Testo fornito
**********
È davvero un nerd di cultura sconfinata Max Pezzali, una delle voci più amate del pop italiano. Starebbe per ore a raccontare cosa ha visto nell’ultimo documentario sul comportamento umano nel corteggiamento. O descrivere cosa ha scoperto nelle notti passate a cibarsi di video e informazioni musicali sui propri idoli. Lo abbiamo incontrato in occasione di un progetto discografico che celebra i suoi 25 anni di attività, l’album “Le canzoni alla radio”, che prende il nome dal singolo con Nile Rodgers e che unisce un album da studio a brani fondamentali del suo percorso musicale, quelli che le radio hanno trasmesso di più.
È un anno denso per Max. Dopo l’uscita del nuovo singolo “Duri da Battere” con 2 featuring d’eccezione quali Nek e Francesco Renga, Max Pezzali pubblica il doppio con 30 successi, 7 inediti e un rifacimento di un suo pezzo “che era passato troppo in sordina”, che è il remix 2017 di “Tutto ciò che ho”.
Il senso del successo per te oggi?
Riuscire ad arrivare alle persone, intercettare il loro sentimento e tradurre le proprie emozioni in modo che siano comprensibili e decodificabili dagli altri. Quando ci riesci è un grandissimo risultato.
Ti senti fortunato?
Credo di aver ottenuto quello che mi è arrivato raccontandomi in maniera diretta. Non posso fare canzoni a comando, è l’unico modo che conosco. Oltre a gratificarmi mi dà responsabilità perché quelle canzoni sono importanti e non devi deludere le aspettative, cercare di essere più onesto possibile. La chiave è quella: devi guardare al futuro tenendo conto del passato ma traendone insegnamento.
Il tempo è un elemento costante dei tuoi testi. Come si sopravvive al tempo?
Non puoi cercare di scrivere o fare l’arrangiamento del momento forzandoti. La chiave che dovranno trovare i ragazzi che fanno musica oggi, è cercare di mettere dentro i pezzi qualcosa che superi la coltre di attualità. Anche per me è così, la canzone rimane se si sgancia dalla contingenza. I riferimenti alla realtà funzionano, se metti nei testi Facebook probabilmente in futuro sarà percepito in maniera diversa. Qualcosa alla fine sopravvive, dipende se c’è del peso specifico. La canzone sopravvive se riesce ad attaccarsi alle persone al di là dei tempi che l’hanno generata.
Se pensiamo ai tuoi testi, però, qualcosa che non c’è più l’hai cantata.
Sì, come Weekend che contiene un riferimento allo Stadio Delle Alpi che è stato abbattuto, o quando cantavo dei jeans Roy Roger’s. Però io quando rifaccio quei pezzi penso all’emozione che li ha generati, non a quello che volevo dire all’epoca. Ovviamente sono andato avanti, ma il processo è lo stesso. E vedo che questa attitudine si riflette anche nel pubblico.
Cosa ti entusiasma di più in questo mestiere?
**********
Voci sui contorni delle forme
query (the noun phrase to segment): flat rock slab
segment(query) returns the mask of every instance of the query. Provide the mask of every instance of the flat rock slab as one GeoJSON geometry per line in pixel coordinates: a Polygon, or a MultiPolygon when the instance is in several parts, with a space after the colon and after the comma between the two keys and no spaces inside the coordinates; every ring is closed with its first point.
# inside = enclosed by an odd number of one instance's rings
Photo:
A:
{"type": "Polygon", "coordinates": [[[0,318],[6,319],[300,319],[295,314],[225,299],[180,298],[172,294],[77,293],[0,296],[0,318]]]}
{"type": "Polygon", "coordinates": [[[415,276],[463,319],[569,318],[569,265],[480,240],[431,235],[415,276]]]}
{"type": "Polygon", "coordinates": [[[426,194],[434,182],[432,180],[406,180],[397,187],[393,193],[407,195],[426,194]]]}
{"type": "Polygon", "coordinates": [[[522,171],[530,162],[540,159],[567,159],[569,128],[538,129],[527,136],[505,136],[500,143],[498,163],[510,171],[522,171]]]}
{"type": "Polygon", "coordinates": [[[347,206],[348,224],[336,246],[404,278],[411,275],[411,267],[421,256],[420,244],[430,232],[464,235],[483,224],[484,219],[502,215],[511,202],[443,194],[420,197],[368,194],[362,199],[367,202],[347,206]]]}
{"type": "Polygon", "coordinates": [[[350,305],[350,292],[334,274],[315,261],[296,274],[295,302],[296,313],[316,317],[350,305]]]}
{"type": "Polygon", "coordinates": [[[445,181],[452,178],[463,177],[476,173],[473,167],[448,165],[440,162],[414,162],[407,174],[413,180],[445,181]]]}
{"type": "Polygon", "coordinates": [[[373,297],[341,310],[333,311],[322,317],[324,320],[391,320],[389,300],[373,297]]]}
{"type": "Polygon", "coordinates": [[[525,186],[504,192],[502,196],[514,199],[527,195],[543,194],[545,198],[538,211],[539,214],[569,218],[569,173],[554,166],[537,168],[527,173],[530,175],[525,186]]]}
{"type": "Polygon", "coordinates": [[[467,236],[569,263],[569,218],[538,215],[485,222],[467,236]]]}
**********
Riprendi l'intervista a Max Pezzali subito dopo l'ultima frase e continuala.

Risposta scritta
C’è l’esordio incosciente, dove vuoi spaccare tutto. C’è poi la fase del miglioramento, cerchi di progredire. E poi arriva il momento in cui non senti più all’aggiornamento, puoi pensare di divertirti e superato una certa età fai solo quello che ti piace, non ti trattieni, te la godi di più. Salire sul palco dei concerti nel momento in cui si inizia a cantare la prima canzone, è sempre una botta emotiva che ancora oggi non riesco a gestire. I primi 30 secondi sono assolutamente casuali. È una vertigine, una visione, vedi tutto ma male, non si sono ancora abituati gli occhi dal buio del backstage. Tutto ciò rende il mio lavoro straordinario.
Questo nuovo album è un progetto che esce dai canoni della discografia: sei protagonista di un trio, celebri la tua carriera e fai pezzi nuovi. Tutto in un disco.
Se non l’avessi fatto qualcuno me l’avrebbe chiesto. Ho compiuto 50 anni e quindi è una raccolta che ha senso. Nel frattempo è successo che Duri da Battere era sospesa, non mi convinceva la sua tonalità e la soluzione sono state le voci di Nek e Renga. Con tre voci caratterizzate diversamente la canzone ha svoltato.
Cosa stai progettando con loro oltre il tour?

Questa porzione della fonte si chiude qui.